Recast all of the data below as a numbered list, one line per number, and leave out any blank lines.

—————

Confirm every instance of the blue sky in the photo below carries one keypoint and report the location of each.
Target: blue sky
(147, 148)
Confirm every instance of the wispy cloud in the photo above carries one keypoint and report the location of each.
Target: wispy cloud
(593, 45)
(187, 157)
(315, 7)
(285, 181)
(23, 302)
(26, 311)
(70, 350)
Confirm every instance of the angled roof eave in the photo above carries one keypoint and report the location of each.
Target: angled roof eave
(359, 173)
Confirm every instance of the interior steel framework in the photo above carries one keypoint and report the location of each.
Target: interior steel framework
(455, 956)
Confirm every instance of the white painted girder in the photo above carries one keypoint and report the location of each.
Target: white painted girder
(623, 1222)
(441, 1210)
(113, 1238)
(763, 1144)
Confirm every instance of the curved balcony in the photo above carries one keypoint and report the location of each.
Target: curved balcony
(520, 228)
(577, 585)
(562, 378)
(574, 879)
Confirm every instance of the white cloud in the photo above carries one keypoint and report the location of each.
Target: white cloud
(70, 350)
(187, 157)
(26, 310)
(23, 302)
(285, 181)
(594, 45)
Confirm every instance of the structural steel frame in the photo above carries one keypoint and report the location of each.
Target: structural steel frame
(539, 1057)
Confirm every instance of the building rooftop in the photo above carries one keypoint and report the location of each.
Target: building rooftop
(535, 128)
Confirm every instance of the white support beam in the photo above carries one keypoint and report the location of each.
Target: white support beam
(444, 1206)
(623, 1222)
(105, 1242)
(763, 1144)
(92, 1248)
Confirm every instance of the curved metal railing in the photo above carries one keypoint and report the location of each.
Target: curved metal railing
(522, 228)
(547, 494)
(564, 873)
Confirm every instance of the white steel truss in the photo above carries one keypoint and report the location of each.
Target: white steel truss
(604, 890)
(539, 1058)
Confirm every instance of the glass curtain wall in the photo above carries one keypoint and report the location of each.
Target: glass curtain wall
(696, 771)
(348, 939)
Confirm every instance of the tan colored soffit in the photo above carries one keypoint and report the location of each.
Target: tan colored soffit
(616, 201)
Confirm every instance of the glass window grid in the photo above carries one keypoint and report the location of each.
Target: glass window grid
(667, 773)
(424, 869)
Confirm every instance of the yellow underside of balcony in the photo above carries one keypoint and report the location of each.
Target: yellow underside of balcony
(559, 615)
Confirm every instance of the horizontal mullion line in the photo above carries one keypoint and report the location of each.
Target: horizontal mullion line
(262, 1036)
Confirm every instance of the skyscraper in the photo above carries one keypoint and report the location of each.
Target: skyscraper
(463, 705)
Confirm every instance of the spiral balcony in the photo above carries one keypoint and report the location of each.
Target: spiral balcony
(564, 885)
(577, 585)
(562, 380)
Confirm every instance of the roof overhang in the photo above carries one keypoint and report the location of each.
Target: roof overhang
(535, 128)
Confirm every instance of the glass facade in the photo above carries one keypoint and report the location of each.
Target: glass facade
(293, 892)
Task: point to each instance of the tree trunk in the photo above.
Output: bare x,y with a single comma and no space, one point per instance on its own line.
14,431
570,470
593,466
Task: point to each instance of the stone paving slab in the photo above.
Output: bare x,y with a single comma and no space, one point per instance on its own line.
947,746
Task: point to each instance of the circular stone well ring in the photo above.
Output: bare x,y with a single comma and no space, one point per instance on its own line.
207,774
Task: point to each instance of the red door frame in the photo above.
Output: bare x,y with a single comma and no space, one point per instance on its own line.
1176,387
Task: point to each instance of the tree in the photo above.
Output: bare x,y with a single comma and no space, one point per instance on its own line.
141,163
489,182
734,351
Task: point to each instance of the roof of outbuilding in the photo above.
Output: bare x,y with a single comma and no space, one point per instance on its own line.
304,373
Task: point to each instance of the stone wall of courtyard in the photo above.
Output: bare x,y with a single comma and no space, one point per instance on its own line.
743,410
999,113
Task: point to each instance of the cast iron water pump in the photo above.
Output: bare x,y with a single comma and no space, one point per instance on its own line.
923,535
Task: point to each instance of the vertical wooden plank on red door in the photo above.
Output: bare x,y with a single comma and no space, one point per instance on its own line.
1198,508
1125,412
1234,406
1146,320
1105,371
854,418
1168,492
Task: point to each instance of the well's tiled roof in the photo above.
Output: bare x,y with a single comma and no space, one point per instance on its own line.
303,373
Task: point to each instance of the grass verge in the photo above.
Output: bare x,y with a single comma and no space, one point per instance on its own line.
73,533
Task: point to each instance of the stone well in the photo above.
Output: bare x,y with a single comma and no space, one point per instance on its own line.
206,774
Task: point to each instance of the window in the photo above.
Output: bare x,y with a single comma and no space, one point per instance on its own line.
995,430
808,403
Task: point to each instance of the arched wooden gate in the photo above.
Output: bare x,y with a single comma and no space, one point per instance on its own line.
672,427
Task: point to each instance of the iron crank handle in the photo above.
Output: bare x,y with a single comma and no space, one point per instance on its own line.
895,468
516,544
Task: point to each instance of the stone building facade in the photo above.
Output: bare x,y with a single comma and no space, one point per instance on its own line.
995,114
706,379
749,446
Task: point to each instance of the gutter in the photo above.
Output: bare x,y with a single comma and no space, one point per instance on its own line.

—————

WRITTEN ANSWER:
1. Confirm every instance of the blue sky in the photo below carries one keypoint and report the location of each.
2. Target: blue sky
3. (147, 148)
4. Confirm every instance of the wispy cloud in the photo above carries one keypoint and report the location of each.
5. Target: wispy cloud
6. (593, 45)
7. (187, 157)
8. (315, 7)
9. (285, 181)
10. (23, 302)
11. (26, 311)
12. (70, 350)
13. Confirm every instance of the angled roof eave in the photo above carries one keypoint and report the location of each.
14. Target: angled roof eave
15. (359, 173)
16. Confirm every instance of the interior steel framework in the photo above carries one keypoint and report the location of each.
17. Target: interior steel framework
18. (455, 956)
19. Confirm every instance of the white painted girder in the photo above carries one keypoint and report the location of each.
20. Target: white painted girder
21. (623, 1222)
22. (441, 1210)
23. (113, 1238)
24. (763, 1144)
25. Confirm every instance of the curved balcony in the photo above carries one keypoint and report the location of each.
26. Target: curved balcony
27. (520, 228)
28. (577, 585)
29. (562, 378)
30. (574, 879)
31. Confirm every instance of the white cloud in the photo above carries one keypoint and report the location of each.
32. Target: white cloud
33. (70, 350)
34. (187, 157)
35. (26, 310)
36. (23, 302)
37. (285, 181)
38. (594, 45)
39. Confirm every instance of the structural steel frame in the photo above carries one keypoint and report the location of each.
40. Target: structural steel frame
41. (539, 1057)
42. Confirm every instance of the building rooftop in the photo above carries one keypoint and report the location of each.
43. Target: building rooftop
44. (535, 128)
45. Confirm every instance of the white support beam in the photo above carries one keypoint and report the location of each.
46. Target: white support beam
47. (444, 1206)
48. (623, 1222)
49. (105, 1242)
50. (763, 1144)
51. (92, 1248)
52. Confirm every instance of the curved metal railing in the photo above carries one keypoint and report the location of each.
53. Target: curved metal railing
54. (522, 228)
55. (547, 494)
56. (564, 873)
57. Confirm every instance of the white steel truss in the photo above carries one keypoint and report the location of each.
58. Target: white steel truss
59. (604, 890)
60. (539, 1058)
61. Confirm every instance of the glass curtain wall in the photo above carries one keypoint and report the location of each.
62. Target: glass curtain wall
63. (696, 771)
64. (348, 939)
65. Confirm every instance of the tan colored soffit in the photo above carries one keypoint and report the location of each.
66. Target: tan colored soffit
67. (616, 201)
68. Confirm every instance of the glass window grid in the photo above carries one keypoint and report the location of each.
69. Target: glass window grid
70. (667, 773)
71. (424, 869)
72. Confirm every instance of the yellow underside of balcony in the photo above carries one keypoint and report the location of each.
73. Target: yellow underside of balcony
74. (559, 615)
75. Confirm every instance of the horizontal mullion line in the photo above carries one keypoint and report the location of each.
76. Target: horizontal mullion line
77. (262, 1036)
78. Confirm every instance of the skyscraper in the photo above carries one keypoint and report the location of each.
79. Target: skyscraper
80. (463, 705)
81. Confirm every instance of the spiral balcony in the photo above carries one keypoint and report the location of each.
82. Target: spiral balcony
83. (564, 885)
84. (577, 585)
85. (562, 380)
86. Confirm every instance of the roof overhang in the photo above carries one keypoint and report the location of each.
87. Target: roof overhang
88. (535, 128)
89. Confirm every instance of the glass facade in the photo above carries one keypoint and report the location of each.
90. Target: glass facade
91. (293, 892)
92. Task: point to each instance of the tree trunk in the photo above.
93. Output: bare x,y with a single comma and no space, one point per instance on its own line.
94. 14,431
95. 570,470
96. 593,466
97. Task: point to each instance of the stone paving slab in the photo above.
98. Output: bare x,y with a single comma and no space, one point per instance on its own line.
99. 947,746
100. Task: point to each instance of the circular stone well ring in the photo above.
101. Output: bare x,y with a single comma and no space, one point per instance on its own line.
102. 207,774
103. Task: point to each instance of the red door frame in the photo above.
104. Output: bare x,y with a single comma and no space, one point per instance on its own line.
105. 1176,387
106. Task: point to each instance of the tree in the photo above.
107. Output: bare x,y with a single comma and no space, one point per instance on its own line.
108. 141,163
109. 489,182
110. 734,351
111. Task: point to each instance of the roof of outbuilding in the photo above.
112. Output: bare x,y with a single comma and no space, one point per instance on its own line.
113. 304,373
114. Task: point to each instance of the stone wall of courtyard in the photo above.
115. Output: bare x,y with a single comma and no space, one point per instance on its own line.
116. 743,410
117. 999,113
118. Task: point to each instance of the cast iron water pump in the photo above.
119. Output: bare x,y with a single comma and no space, one point per instance on its own line.
120. 923,535
121. Task: point to each instance of the vertical wooden plank on red door in the photo above.
122. Output: bare x,y with a single comma and no space, one point per instance on its own line.
123. 1198,508
124. 1125,412
125. 1234,406
126. 1146,320
127. 1105,371
128. 854,418
129. 1168,492
130. Task: point to each instance of the well's tiled roof in the photo above.
131. Output: bare x,y with a single comma and no space, one point per instance on its own line.
132. 303,373
133. Task: point to each instance of the grass verge in the photo above.
134. Output: bare x,y with a single comma and no space, one point per instance on its own line.
135. 73,533
136. Task: point to each instance of the stone well in the photo above.
137. Output: bare x,y with a single comma and no space, one point per instance on its own line.
138. 206,774
139. Task: point to each instance of the window in the photo above.
140. Output: bare x,y with a single comma and no space, one point per instance on its own line.
141. 995,430
142. 808,403
143. Task: point to each instance of the arched wooden gate in the photo above.
144. Output: bare x,y with a single comma and no space, one point per instance on its own line.
145. 672,427
146. Task: point to each instance of the iron crank handle in the photo above.
147. Output: bare x,y with a single comma and no space, one point per instance on its own line.
148. 895,468
149. 516,544
150. Task: point to each instance of the stone building facade in the photo above.
151. Output: bare x,y with a single comma and no space, one point per instance on its own line.
152. 995,114
153. 706,379
154. 749,446
155. Task: point to each instance of the gutter in the photo above.
156. Output: bare x,y with a single comma and no space, one point per instance on its own line.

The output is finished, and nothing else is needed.